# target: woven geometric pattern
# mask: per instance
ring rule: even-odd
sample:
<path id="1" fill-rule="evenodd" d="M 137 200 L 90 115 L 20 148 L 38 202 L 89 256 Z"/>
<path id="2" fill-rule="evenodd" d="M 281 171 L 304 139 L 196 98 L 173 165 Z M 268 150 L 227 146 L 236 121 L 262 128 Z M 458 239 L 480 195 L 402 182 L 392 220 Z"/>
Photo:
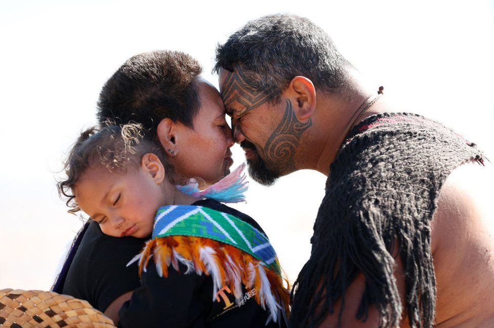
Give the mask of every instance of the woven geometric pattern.
<path id="1" fill-rule="evenodd" d="M 160 207 L 154 218 L 152 236 L 153 238 L 194 236 L 228 244 L 260 260 L 281 275 L 276 252 L 267 237 L 229 214 L 192 205 Z"/>
<path id="2" fill-rule="evenodd" d="M 53 292 L 0 290 L 0 327 L 114 328 L 86 301 Z"/>

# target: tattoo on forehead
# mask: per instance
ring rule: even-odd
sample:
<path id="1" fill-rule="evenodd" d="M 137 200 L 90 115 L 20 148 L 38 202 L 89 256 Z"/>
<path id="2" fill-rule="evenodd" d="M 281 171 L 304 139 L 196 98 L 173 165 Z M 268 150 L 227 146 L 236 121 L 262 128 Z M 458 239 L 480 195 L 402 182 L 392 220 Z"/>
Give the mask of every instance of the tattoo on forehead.
<path id="1" fill-rule="evenodd" d="M 305 123 L 299 121 L 292 108 L 292 102 L 286 100 L 285 113 L 278 126 L 266 142 L 261 151 L 268 162 L 282 165 L 290 170 L 295 169 L 293 157 L 304 132 L 312 125 L 312 119 Z"/>
<path id="2" fill-rule="evenodd" d="M 273 87 L 265 90 L 263 92 L 253 90 L 245 82 L 245 76 L 241 70 L 237 68 L 234 72 L 228 72 L 223 83 L 222 97 L 225 107 L 227 108 L 229 108 L 230 104 L 235 102 L 243 106 L 240 111 L 234 113 L 235 118 L 238 118 L 267 102 L 274 89 Z"/>

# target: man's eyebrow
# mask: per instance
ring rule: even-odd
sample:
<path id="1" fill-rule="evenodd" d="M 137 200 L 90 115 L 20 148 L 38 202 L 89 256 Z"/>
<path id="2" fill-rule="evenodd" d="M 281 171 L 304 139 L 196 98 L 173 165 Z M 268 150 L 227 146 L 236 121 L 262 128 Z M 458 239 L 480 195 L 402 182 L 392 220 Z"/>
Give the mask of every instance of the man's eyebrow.
<path id="1" fill-rule="evenodd" d="M 231 116 L 233 114 L 233 110 L 230 107 L 225 106 L 225 111 L 226 112 L 226 115 L 228 115 L 229 116 Z"/>
<path id="2" fill-rule="evenodd" d="M 218 117 L 217 117 L 216 118 L 215 118 L 215 120 L 219 120 L 219 119 L 221 119 L 222 118 L 225 118 L 225 113 L 222 113 L 221 114 L 220 114 L 220 115 L 219 115 L 218 116 Z"/>

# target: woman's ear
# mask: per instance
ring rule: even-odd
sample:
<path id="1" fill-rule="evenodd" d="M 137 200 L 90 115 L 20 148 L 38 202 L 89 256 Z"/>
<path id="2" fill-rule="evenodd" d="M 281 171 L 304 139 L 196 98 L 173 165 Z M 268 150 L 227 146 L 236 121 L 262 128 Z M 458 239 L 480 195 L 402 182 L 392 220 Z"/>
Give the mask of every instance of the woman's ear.
<path id="1" fill-rule="evenodd" d="M 163 118 L 158 124 L 158 139 L 167 155 L 175 157 L 178 153 L 176 130 L 177 124 L 171 119 Z"/>
<path id="2" fill-rule="evenodd" d="M 296 76 L 290 82 L 287 91 L 299 121 L 310 119 L 316 109 L 316 90 L 312 81 L 304 76 Z"/>
<path id="3" fill-rule="evenodd" d="M 158 157 L 152 153 L 145 154 L 141 159 L 141 168 L 159 184 L 165 177 L 164 167 Z"/>

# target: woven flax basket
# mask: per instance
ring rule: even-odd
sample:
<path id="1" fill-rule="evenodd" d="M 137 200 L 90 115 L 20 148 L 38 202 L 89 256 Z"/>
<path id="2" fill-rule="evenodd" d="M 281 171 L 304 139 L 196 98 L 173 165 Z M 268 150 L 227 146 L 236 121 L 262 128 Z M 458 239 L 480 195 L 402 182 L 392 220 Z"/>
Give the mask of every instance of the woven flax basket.
<path id="1" fill-rule="evenodd" d="M 53 292 L 0 290 L 0 327 L 114 328 L 86 301 Z"/>

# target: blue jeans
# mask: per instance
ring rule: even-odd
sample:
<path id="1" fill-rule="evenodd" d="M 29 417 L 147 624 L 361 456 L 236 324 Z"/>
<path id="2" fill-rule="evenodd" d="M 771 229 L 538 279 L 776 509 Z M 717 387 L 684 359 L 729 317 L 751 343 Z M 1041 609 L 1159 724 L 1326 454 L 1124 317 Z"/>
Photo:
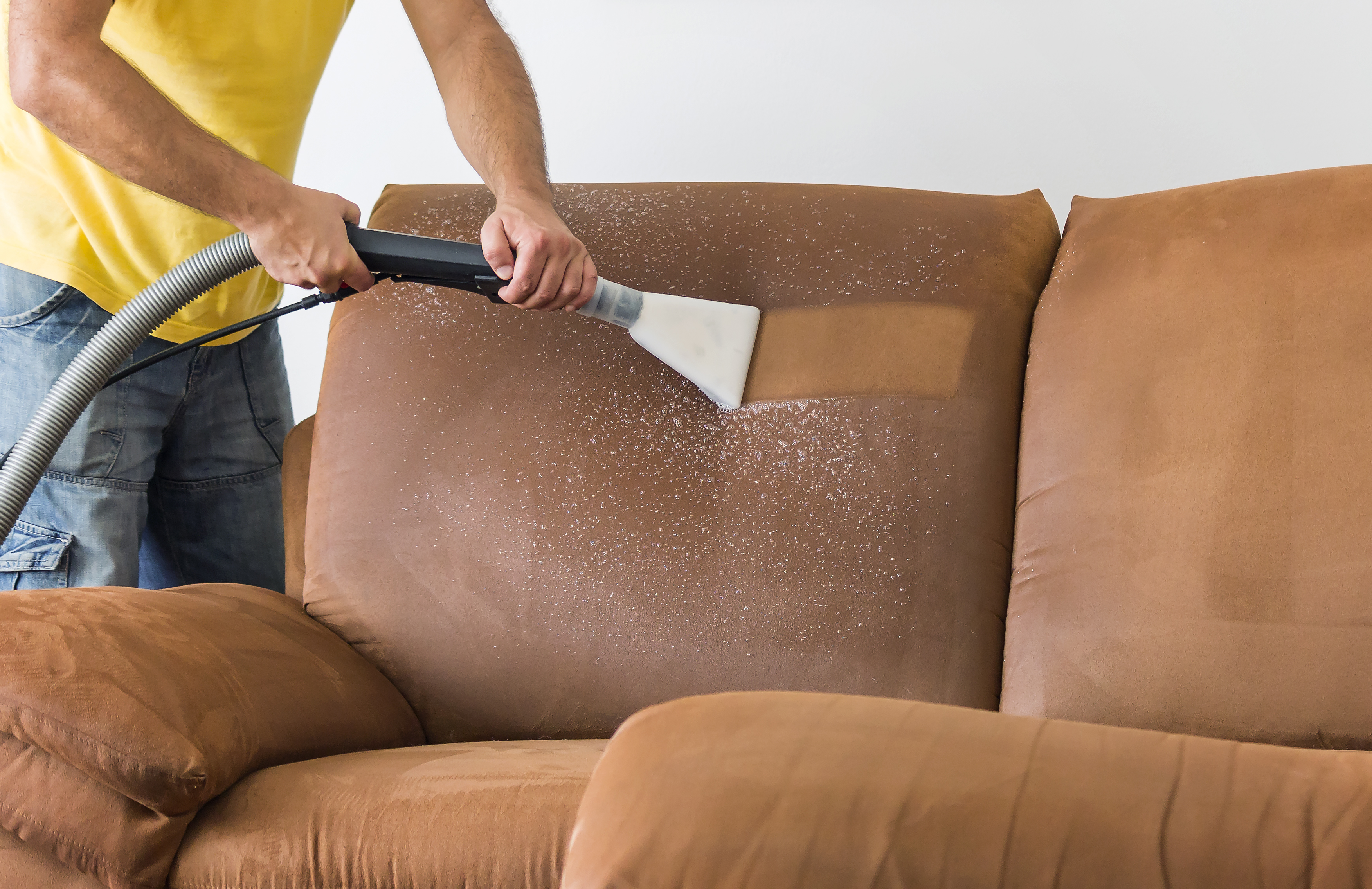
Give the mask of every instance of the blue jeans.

===

• Aim: Write down exactly the lines running from the line with "# target: blue jeans" through the end of the material, both ends included, and none of the pictures.

• Task solution:
# target: blue jeans
# mask: per instance
ring rule: even-odd
sample:
<path id="1" fill-rule="evenodd" d="M 29 417 L 147 624 L 361 456 L 236 324 Z"/>
<path id="2" fill-rule="evenodd" d="M 771 229 L 538 279 L 776 509 Z M 717 387 L 684 359 L 729 317 L 751 343 Z M 1041 609 L 1159 724 L 1326 454 L 1124 317 Z"/>
Photo:
Give the mask of every instance of the blue jeans.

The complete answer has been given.